166.4

Léo Moura e a queda de Ícaro

Fabio Zoboli 4 de abril de 2023

“O céu de Ícaro tem mais poesia que o de Galileu”

(Tendo a Lua – Paralamas do Sucesso)

Léo Moura é o sétimo jogador que mais vestiu a camisa do Flamengo, 519 vezes. Durante 10 anos, sua plumagem negra de urubu o fez alçar voos junto com a nação, até o fatídico dia de sua queda. Leonardo da Silva Moura caiu e suas asas derreteram como as de Ícaro, o astuto jovem grego que tinha o sonho de voar.

Léo Moura, nascido em 23 de outubro de 1978, iniciou sua carreira nas categorias de base do Botafogo, no final da década de 1990, e posteriormente subiu para o profissional no mesmo time. A título de curiosidade alegórica, Léo Moura iniciou e finalizou sua carreira em um “Botafogo”. Sua última partida como profissional foi vestindo as cores do Fogão da Paraíba – o Xerifão do Nordeste. Pelo Fla, se despediu em um jogo contra o Botafogo, além, é claro, de ter ganho o tri estadual em cima do time da “estrela solitária” (2007, 2008 e 2009). “Choro” só de lembrar!

Fora o intervalo de 10 anos que Léo Moura jogou pelo Flamengo, de 2005 a 2015, a sua carreira foi um verdadeiro Varekai. O termo deriva da linguagem Romani[1] e significa “onde quer que seja”. Léo Moura, antes de jogar no rubro negro carioca passou por Botafogo, Linhares, Germinal Beer (Bégica), ADO Den Haag (Holanda), Vasco, Palmeiras, São Paulo e Fluminense. Quando saiu do Flamengo jogou por Strikers (EUA), Goa (Índia), Metropolitano, Santa Cruz, Grêmio e Botafogo da Paraíba. Léo foi um verdadeiro nômade, um cigano da bola, jogou “onde quer que seja”.

Porém, no Flamengo Léo Moura mostrou que conseguia ser o oposto de ambulante, mostrou que sabia fixar residência. Lógico que por nunca ter ficado mais de duas temporadas em um clube e por ter jogado nos três rivais do Rio, Léo chegou à Gávea cercado de desconfianças. Mas no Flamengo, Léo Moura “criou asas e voou”. Foi no urubu carioca que Léo se tornou ídolo, ganhando duas Copas do Brasil (2006[2] e 2013) e o Campeonato Brasileiro de 2009. Além dos três títulos nacionais, Léo Moura conquistou cinco vezes o campeonato carioca (2007, 2008, 2009, 2011 e 2014). Pelo Flamengo também foi eleito por quatro anos consecutivos o melhor lateral direito do campeonato brasileiro (2006, 2007, 2008 e 2009). Depois do lendário Leandro, Léo Moura é, com toda a certeza, o melhor lateral direito da história do Flamengo.

········

**O QUE SE PEDE**:
a. Segundo o texto sobre Léo Moura, quantas vezes ele vestiu a camisa do Flamengo?
b. No texto sobre Léo Moura, repita tudo o que vai desde "Léo Moura é o" até "só de lembrar!", sem mudar nada.
c. De acordo com o texto sobre Léo Moura, por que ele chegou à Gávea cercado de desconfianças?

········

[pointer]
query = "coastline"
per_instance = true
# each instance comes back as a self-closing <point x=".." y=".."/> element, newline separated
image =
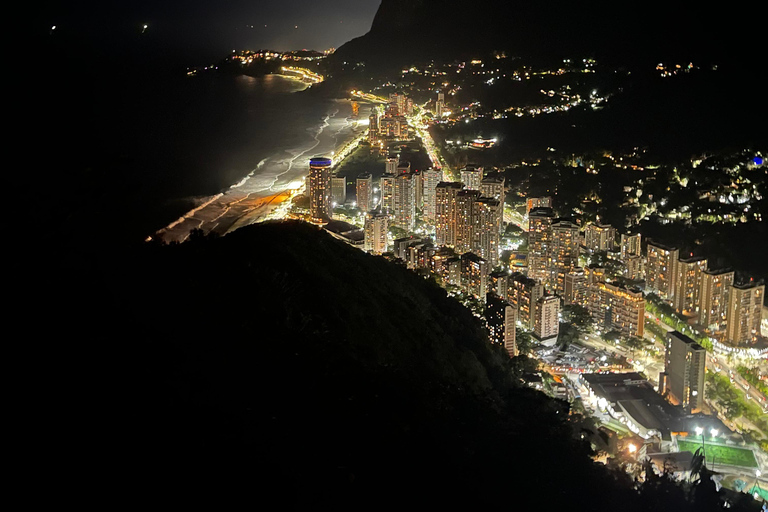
<point x="266" y="187"/>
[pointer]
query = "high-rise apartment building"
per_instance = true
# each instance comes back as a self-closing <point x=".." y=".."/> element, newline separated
<point x="688" y="284"/>
<point x="537" y="202"/>
<point x="404" y="202"/>
<point x="575" y="287"/>
<point x="364" y="187"/>
<point x="500" y="319"/>
<point x="634" y="268"/>
<point x="430" y="178"/>
<point x="713" y="299"/>
<point x="661" y="270"/>
<point x="493" y="186"/>
<point x="745" y="304"/>
<point x="563" y="253"/>
<point x="547" y="317"/>
<point x="471" y="177"/>
<point x="617" y="307"/>
<point x="338" y="190"/>
<point x="539" y="241"/>
<point x="387" y="186"/>
<point x="523" y="292"/>
<point x="465" y="221"/>
<point x="487" y="239"/>
<point x="683" y="378"/>
<point x="373" y="127"/>
<point x="599" y="237"/>
<point x="474" y="275"/>
<point x="630" y="245"/>
<point x="319" y="189"/>
<point x="375" y="232"/>
<point x="446" y="193"/>
<point x="390" y="165"/>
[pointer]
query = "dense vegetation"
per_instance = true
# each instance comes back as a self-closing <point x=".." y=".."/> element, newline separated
<point x="302" y="370"/>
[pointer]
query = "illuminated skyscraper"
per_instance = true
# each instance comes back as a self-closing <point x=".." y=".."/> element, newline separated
<point x="630" y="245"/>
<point x="465" y="226"/>
<point x="745" y="305"/>
<point x="575" y="287"/>
<point x="714" y="296"/>
<point x="599" y="237"/>
<point x="683" y="378"/>
<point x="376" y="228"/>
<point x="539" y="242"/>
<point x="365" y="192"/>
<point x="439" y="104"/>
<point x="523" y="292"/>
<point x="486" y="213"/>
<point x="471" y="177"/>
<point x="661" y="270"/>
<point x="634" y="268"/>
<point x="446" y="193"/>
<point x="373" y="127"/>
<point x="500" y="319"/>
<point x="387" y="185"/>
<point x="430" y="179"/>
<point x="390" y="165"/>
<point x="338" y="190"/>
<point x="493" y="187"/>
<point x="474" y="275"/>
<point x="320" y="189"/>
<point x="617" y="307"/>
<point x="537" y="202"/>
<point x="563" y="254"/>
<point x="688" y="284"/>
<point x="547" y="317"/>
<point x="404" y="202"/>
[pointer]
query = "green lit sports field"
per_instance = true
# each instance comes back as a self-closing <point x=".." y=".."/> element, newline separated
<point x="721" y="454"/>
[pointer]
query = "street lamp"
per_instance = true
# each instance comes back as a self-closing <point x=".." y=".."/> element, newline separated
<point x="700" y="432"/>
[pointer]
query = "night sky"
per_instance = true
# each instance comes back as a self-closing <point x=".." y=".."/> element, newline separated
<point x="208" y="29"/>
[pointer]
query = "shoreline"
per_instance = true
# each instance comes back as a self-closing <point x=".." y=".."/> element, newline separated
<point x="238" y="207"/>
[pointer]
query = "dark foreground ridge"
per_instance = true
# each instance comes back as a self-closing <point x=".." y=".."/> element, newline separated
<point x="306" y="373"/>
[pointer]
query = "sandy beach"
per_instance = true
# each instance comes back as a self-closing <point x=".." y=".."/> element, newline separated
<point x="265" y="189"/>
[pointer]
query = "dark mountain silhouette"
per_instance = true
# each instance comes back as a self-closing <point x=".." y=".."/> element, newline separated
<point x="283" y="367"/>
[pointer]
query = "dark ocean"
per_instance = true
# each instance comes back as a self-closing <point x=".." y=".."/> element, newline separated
<point x="122" y="149"/>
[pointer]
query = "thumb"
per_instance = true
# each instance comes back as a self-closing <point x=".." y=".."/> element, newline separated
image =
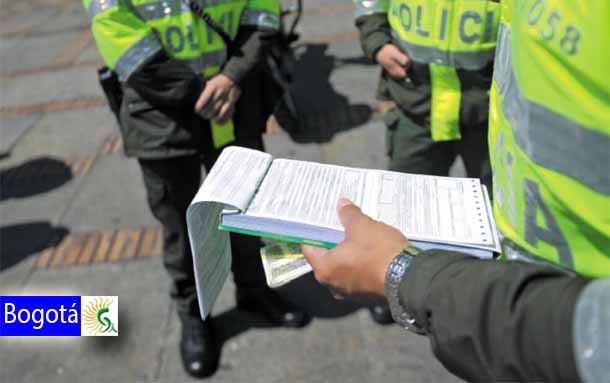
<point x="348" y="213"/>
<point x="313" y="255"/>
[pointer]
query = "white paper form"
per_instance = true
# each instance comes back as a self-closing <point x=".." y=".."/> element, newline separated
<point x="231" y="184"/>
<point x="307" y="192"/>
<point x="429" y="208"/>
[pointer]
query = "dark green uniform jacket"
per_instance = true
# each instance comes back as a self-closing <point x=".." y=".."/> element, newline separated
<point x="494" y="321"/>
<point x="157" y="113"/>
<point x="413" y="95"/>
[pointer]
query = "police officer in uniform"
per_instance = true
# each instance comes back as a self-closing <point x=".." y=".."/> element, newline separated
<point x="437" y="60"/>
<point x="544" y="315"/>
<point x="186" y="96"/>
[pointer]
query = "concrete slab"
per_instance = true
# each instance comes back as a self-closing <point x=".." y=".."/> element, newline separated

········

**RESPOSTAS POR TAREFA**:
a. 519 vezes.

b.
Léo Moura é o sétimo jogador que mais vestiu a camisa do Flamengo, 519 vezes. Durante 10 anos, sua plumagem negra de urubu o fez alçar voos junto com a nação, até o fatídico dia de sua queda. Leonardo da Silva Moura caiu e suas asas derreteram como as de Ícaro, o astuto jovem grego que tinha o sonho de voar.

Léo Moura, nascido em 23 de outubro de 1978, iniciou sua carreira nas categorias de base do Botafogo, no final da década de 1990, e posteriormente subiu para o profissional no mesmo time. A título de curiosidade alegórica, Léo Moura iniciou e finalizou sua carreira em um “Botafogo”. Sua última partida como profissional foi vestindo as cores do Fogão da Paraíba – o Xerifão do Nordeste. Pelo Fla, se despediu em um jogo contra o Botafogo, além, é claro, de ter ganho o tri estadual em cima do time da “estrela solitária” (2007, 2008 e 2009). “Choro” só de lembrar!

c. Ele nunca tinha ficado mais de duas temporadas em um mesmo clube. Além disso, já tinha jogado nos três rivais do Flamengo no Rio.